→ **Objectives**
1. In the superdelegates article, which state party convention was the first to vote to abolish superdelegates?
2. Carry on the superdelegates article from the point where it ends.
[Begin Selected excerpt]
By Amanda Painter
Throughout the ongoing U.S. primary race there’s been increasing commentary, speculation and frustration with the co-called “superdelegates” in the Democratic Party. On Saturday, the Maine Democratic Party convention became the first state convention to vote to abolish superdelegates.
With the rule change, superdelegates’ votes will be allocated proportionally according to the overall popular vote. The amendment is non-binding for this year and will take effect in 2020.
But before I go any further, what is a superdelegte, anyway?
It’s a little confusing; and technically the Republican Party does not have “superdelegates” in the way the Democratic Party has them (see Wikipedia here). People filling the role of Democratic “superdelegate” include distinguished party leaders and elected officials, including all Democratic members of the House and Senate and sitting Democratic governors. They automatically get seats at the Democratic National Convention, and are free to support any candidate they choose for the nomination; that is, their votes for the nomination do not have to reflect how their state voted during the primary season.
This means superdelegates can potentially swing the nomination vote at the national convention to a candidate who did not receive the majority of primary votes. It’s for this reason that many people see the system as “rigged” and not actually representative of a truly democratic process.
[End Selected excerpt]
[Begin Source data]
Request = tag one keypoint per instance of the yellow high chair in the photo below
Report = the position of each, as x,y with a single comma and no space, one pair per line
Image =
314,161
[End Source data]
→ **Outputs for the tasks**
1. The Maine Democratic Party convention.

2.
It seems the Democratic Party has long swung back and forth on how much or how little influence party leaders should have at the convention. If I understand correctly, after the 1968 convention, changes were implemented to make the composition of the convention less controlled by established party leaders.
But those changes took part of the blame for “weakening” the democratic tickets of George McGovern and Jimmy Carter. So in 1982, the superdelegate system was devised (with adjustments in ensuing years) to bring back more influence by party leaders. Superdelegates tend to prefer candidates with more Washington experience.
On Feb. 12, 2016, Debbie Wasserman Schultz, chair of the Democratic National Committee, was asked by CNN’s Jake Tapper, “What do you tell voters who are new to the process who say this makes them feel like it’s all rigged?”
Schultz’s response was:
Unpledged delegates exist really to make sure that party leaders and elected officials don’t have to be in a position where they are running against grass-roots activists. We, as a Democratic Party, really highlight and emphasize inclusiveness and diversity at our convention, and so we want to give every opportunity to grass-roots activists and diverse committed Democrats to be able to participate, attend and be a delegate at the convention. And so we separate out those unpledged delegates to make sure that there isn’t competition between them.
This sounds great — who on the Left doesn’t love inclusivity and activists? But does it really work that way?
It would seem that fewer and fewer people buy that story — and certainly not Millennial voters.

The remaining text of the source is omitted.